━━━━━ Provided records ━━━━━

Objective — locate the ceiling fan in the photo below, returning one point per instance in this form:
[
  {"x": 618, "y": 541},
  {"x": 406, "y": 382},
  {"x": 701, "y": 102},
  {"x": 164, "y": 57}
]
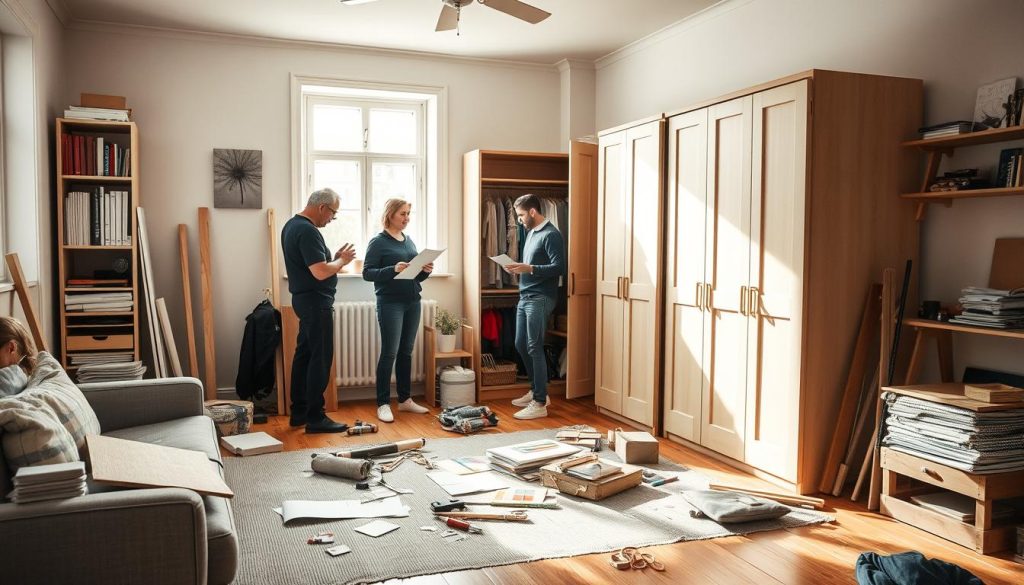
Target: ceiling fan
[{"x": 452, "y": 9}]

━━━━━

**Given instruction:**
Put the records above into a Markdown table with the columns Row and Text, giving each line its own numbered row and skipping blank lines. Leave the pictures out of your answer.

**Full output:**
| Row | Text |
|---|---|
| 1 | Objective — locate the ceiling fan in the photo below, returning one point per instance in this form: |
| 2 | [ |
| 3 |   {"x": 618, "y": 541}, |
| 4 |   {"x": 406, "y": 382}, |
| 5 |   {"x": 701, "y": 102}, |
| 6 |   {"x": 164, "y": 57} |
| 7 | ] |
| 8 | Target: ceiling fan |
| 9 | [{"x": 452, "y": 9}] |